---------- GIVEN RECORDS ----------

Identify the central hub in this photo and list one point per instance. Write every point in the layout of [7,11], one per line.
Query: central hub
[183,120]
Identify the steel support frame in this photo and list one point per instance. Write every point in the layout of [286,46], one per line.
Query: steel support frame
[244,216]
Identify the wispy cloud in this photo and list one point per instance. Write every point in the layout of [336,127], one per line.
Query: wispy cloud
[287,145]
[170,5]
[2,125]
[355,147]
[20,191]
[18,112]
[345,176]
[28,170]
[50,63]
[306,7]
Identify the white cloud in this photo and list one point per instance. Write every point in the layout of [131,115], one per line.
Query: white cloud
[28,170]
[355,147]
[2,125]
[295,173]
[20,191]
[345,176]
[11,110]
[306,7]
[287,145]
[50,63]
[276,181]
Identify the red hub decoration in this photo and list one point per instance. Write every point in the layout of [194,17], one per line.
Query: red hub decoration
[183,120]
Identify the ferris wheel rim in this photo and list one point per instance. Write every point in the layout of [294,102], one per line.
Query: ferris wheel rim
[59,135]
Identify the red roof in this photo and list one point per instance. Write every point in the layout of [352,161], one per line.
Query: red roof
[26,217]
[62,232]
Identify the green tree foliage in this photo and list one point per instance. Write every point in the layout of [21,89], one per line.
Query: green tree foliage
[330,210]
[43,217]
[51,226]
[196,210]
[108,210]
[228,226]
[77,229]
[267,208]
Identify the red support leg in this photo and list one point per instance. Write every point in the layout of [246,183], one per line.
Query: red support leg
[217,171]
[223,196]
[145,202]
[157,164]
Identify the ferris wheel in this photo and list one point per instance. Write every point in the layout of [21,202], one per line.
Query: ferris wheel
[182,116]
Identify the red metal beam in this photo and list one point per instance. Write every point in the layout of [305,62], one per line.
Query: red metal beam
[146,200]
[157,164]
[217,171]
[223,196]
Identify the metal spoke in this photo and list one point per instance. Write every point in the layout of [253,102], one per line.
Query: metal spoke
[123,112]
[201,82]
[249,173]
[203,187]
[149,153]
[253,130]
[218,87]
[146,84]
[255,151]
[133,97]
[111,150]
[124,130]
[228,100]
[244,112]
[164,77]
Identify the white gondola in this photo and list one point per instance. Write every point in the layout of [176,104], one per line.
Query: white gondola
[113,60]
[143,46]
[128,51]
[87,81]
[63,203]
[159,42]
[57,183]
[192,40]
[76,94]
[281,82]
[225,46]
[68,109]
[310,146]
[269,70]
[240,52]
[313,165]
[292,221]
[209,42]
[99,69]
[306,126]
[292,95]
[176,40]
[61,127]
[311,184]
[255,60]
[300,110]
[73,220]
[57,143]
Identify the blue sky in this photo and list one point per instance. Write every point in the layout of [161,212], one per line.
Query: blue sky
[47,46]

----------

Extract, exactly as they appear, the lines from the one containing "Identify the ferris wheel rim" through the final line.

_ANSWER TO THIS PROBLEM_
Identify the ferris wheel rim in this photo and list one point per instance. Write every point in the layout of [294,102], one per line.
Query: ferris wheel rim
[59,135]
Identify the red roof in this photo and list one point per instance. Write every point in the layout of [352,161], one per line.
Query: red roof
[26,217]
[62,232]
Identify the green tree foliage in this photo and list one point per instance. Write every point in the layout of [21,89], one per line.
Query: green tree foliage
[330,210]
[43,217]
[51,226]
[196,210]
[108,210]
[228,226]
[77,229]
[267,208]
Identify the red support leg in this photo and list one point per instance. Write every point in the layout of [246,183], one per line.
Query: red support leg
[217,171]
[223,196]
[145,202]
[157,164]
Identify the ferris wheel in this photo and list one point per instance. Write every point in the layout of [21,202], one per line.
Query: ferris wheel
[182,116]
Identify the red metal beam in this photo and list one point per instance. Write every point in the layout of [305,62], one per line.
Query: red metal beam
[146,200]
[157,164]
[217,171]
[223,196]
Identify the metal spoke in this photo and list one point per instance. Write every point in the layout of [253,102], one per line.
Query: metal spoke
[123,112]
[201,82]
[249,173]
[203,187]
[149,153]
[253,130]
[218,87]
[146,84]
[255,151]
[133,97]
[111,150]
[124,130]
[228,100]
[244,112]
[164,77]
Identify the white gondola in this photo and list one point per instance. Write every point in the layout of [176,104], one per line.
Query: white gondola
[113,60]
[143,46]
[128,51]
[87,81]
[63,203]
[159,42]
[57,183]
[192,40]
[76,94]
[281,82]
[225,46]
[68,109]
[310,146]
[269,70]
[240,52]
[313,165]
[292,221]
[209,42]
[99,69]
[306,126]
[292,95]
[176,40]
[61,127]
[311,184]
[255,60]
[300,110]
[73,220]
[57,143]
Identify the blue sky in this photo and list one point per instance. Write every point in the layout of [161,212], one per line.
Query: blue sky
[47,46]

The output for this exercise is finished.